What you will do
Report every line of the rows that contains the string "coat", with case taken into account.

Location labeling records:
═══

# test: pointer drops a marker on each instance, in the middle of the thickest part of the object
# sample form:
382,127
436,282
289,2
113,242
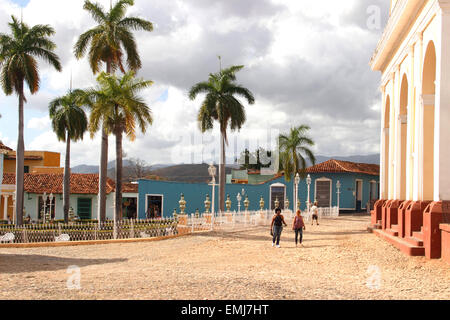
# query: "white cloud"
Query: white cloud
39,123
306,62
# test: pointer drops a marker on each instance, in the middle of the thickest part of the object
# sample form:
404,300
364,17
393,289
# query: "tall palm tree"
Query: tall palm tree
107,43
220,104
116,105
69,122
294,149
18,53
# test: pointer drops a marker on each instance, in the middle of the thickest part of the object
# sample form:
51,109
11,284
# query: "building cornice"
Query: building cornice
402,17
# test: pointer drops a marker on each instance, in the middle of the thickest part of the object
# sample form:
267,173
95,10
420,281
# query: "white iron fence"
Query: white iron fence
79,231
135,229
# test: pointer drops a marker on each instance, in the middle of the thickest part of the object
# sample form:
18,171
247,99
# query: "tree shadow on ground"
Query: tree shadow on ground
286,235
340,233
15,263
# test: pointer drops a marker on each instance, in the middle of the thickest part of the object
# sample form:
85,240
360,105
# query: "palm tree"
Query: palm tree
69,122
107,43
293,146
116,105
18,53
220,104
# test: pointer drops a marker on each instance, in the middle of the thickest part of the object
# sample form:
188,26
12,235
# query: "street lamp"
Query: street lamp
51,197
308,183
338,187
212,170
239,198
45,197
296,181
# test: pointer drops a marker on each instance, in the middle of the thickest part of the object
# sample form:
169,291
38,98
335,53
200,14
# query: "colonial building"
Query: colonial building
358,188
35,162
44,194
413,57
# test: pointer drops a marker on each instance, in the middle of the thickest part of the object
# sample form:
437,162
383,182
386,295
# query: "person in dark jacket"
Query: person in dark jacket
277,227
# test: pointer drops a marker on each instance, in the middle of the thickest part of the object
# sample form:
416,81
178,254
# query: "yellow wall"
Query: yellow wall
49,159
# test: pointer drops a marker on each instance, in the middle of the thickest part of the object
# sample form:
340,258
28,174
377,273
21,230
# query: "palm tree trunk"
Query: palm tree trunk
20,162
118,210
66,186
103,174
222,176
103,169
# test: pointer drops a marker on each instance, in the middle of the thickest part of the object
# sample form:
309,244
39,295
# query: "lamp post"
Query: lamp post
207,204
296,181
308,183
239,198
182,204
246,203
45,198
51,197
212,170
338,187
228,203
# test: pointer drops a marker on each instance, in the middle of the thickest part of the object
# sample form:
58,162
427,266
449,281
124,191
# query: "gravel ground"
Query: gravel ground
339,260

═══

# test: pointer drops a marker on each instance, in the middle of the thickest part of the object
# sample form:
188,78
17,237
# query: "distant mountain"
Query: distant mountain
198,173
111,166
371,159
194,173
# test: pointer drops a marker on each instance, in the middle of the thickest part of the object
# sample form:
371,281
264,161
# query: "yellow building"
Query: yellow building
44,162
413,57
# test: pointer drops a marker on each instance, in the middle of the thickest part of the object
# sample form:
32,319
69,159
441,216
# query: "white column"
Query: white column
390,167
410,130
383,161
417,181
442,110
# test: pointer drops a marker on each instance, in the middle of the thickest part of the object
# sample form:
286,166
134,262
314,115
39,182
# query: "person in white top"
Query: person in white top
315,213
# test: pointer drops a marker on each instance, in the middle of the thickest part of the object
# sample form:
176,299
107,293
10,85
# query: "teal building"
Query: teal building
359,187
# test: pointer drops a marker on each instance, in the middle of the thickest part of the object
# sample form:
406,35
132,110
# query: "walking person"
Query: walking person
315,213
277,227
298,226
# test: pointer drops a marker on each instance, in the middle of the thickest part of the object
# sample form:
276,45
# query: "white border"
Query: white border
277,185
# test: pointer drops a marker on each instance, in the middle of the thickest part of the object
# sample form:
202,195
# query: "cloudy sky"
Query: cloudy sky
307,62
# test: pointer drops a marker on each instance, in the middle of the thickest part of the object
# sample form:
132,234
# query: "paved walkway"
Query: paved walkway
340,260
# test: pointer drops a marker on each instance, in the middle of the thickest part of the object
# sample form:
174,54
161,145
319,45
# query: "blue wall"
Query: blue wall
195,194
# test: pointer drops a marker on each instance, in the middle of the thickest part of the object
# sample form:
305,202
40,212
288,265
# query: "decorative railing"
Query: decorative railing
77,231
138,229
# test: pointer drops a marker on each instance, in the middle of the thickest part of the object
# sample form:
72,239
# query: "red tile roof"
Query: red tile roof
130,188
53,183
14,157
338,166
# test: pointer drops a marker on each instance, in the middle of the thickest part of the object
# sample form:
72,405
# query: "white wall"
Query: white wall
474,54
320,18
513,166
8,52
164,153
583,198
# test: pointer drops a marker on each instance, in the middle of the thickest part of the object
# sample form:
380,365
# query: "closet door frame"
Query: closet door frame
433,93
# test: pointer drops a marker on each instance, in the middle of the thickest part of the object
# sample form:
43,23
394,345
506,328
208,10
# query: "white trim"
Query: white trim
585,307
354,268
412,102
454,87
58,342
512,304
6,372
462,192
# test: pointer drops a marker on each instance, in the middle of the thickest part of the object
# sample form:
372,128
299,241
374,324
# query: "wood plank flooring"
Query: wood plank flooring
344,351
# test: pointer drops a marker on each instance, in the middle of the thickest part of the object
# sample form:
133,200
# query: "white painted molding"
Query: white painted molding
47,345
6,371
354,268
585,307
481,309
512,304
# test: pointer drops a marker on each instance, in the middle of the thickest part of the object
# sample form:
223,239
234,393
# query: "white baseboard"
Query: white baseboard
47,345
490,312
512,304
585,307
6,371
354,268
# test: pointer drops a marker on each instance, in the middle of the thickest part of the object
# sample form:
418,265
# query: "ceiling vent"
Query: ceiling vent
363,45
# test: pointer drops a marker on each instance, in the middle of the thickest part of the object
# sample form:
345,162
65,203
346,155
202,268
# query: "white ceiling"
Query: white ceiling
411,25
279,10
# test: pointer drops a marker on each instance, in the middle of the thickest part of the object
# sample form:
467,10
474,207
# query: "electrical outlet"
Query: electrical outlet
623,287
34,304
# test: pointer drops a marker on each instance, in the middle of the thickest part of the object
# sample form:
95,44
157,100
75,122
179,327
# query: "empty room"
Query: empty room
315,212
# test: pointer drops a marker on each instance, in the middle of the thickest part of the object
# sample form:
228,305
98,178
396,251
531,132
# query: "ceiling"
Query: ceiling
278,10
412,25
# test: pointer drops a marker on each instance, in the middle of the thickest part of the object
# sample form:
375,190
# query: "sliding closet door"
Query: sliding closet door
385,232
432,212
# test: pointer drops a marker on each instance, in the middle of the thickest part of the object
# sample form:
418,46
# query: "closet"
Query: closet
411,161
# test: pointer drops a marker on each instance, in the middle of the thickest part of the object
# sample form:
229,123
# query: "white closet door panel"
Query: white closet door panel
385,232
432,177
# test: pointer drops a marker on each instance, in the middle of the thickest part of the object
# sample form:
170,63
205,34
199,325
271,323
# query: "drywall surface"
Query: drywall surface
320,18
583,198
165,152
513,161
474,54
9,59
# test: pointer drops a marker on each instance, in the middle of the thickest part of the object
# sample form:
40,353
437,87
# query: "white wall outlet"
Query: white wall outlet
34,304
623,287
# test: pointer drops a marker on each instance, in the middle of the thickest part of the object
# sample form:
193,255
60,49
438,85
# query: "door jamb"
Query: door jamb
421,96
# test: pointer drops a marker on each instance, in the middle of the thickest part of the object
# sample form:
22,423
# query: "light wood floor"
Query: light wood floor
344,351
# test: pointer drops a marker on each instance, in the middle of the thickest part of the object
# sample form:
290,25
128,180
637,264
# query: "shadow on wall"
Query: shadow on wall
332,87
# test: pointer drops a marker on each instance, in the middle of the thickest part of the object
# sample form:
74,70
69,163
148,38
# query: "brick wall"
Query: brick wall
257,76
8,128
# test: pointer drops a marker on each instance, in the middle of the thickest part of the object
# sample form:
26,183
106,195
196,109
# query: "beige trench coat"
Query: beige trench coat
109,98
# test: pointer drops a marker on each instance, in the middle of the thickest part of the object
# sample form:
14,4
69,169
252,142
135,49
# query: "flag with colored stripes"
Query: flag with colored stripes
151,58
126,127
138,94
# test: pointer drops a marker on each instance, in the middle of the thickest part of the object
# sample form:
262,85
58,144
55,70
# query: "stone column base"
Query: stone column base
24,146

═══

Result of the exercise
# query: "beige trench coat"
Query: beige trench coat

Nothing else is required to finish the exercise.